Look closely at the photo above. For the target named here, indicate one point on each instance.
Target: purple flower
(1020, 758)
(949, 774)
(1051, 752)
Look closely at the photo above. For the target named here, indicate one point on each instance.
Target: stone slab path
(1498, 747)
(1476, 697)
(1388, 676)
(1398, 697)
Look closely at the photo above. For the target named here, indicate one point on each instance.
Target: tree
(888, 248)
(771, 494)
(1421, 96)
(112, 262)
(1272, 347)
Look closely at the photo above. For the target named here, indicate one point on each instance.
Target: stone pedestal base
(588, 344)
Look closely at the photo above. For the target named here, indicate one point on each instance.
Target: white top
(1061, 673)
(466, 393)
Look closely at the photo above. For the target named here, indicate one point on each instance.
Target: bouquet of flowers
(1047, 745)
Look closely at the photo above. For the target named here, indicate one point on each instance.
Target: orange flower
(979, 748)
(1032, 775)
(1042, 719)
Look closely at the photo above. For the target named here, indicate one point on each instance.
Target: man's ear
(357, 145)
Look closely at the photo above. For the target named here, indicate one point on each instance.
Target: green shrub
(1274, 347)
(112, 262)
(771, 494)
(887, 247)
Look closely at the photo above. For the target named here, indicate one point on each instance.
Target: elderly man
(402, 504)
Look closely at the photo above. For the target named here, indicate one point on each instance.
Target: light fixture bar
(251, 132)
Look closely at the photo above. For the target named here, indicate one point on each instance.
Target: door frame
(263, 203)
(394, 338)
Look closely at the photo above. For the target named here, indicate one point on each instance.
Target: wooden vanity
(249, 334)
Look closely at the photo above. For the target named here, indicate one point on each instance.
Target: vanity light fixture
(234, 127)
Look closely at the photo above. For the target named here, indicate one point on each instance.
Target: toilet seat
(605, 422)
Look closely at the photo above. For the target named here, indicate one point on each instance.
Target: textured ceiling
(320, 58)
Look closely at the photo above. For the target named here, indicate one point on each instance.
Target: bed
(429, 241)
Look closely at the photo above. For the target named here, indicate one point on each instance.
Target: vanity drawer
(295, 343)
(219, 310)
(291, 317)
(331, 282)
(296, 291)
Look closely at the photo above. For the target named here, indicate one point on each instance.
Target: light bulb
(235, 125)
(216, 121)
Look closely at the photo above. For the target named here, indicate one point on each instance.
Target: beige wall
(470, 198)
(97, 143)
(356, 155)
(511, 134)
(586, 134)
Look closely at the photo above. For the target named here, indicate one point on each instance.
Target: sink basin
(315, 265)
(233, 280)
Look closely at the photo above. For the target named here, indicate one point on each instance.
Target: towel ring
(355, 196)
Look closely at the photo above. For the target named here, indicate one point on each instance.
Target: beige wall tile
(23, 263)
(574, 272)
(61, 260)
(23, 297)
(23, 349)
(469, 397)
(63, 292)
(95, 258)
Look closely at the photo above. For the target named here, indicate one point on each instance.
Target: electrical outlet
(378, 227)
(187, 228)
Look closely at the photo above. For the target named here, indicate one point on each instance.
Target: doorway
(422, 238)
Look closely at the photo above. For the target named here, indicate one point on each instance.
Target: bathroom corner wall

____________

Repeat the data above starting at the line with "Target: doorway" and ending at its last line, exactly, with no other lines.

Target: doorway
(422, 238)
Look closely at the photo above. For the target named here, indicate one point on each instance.
Target: bathroom corner wall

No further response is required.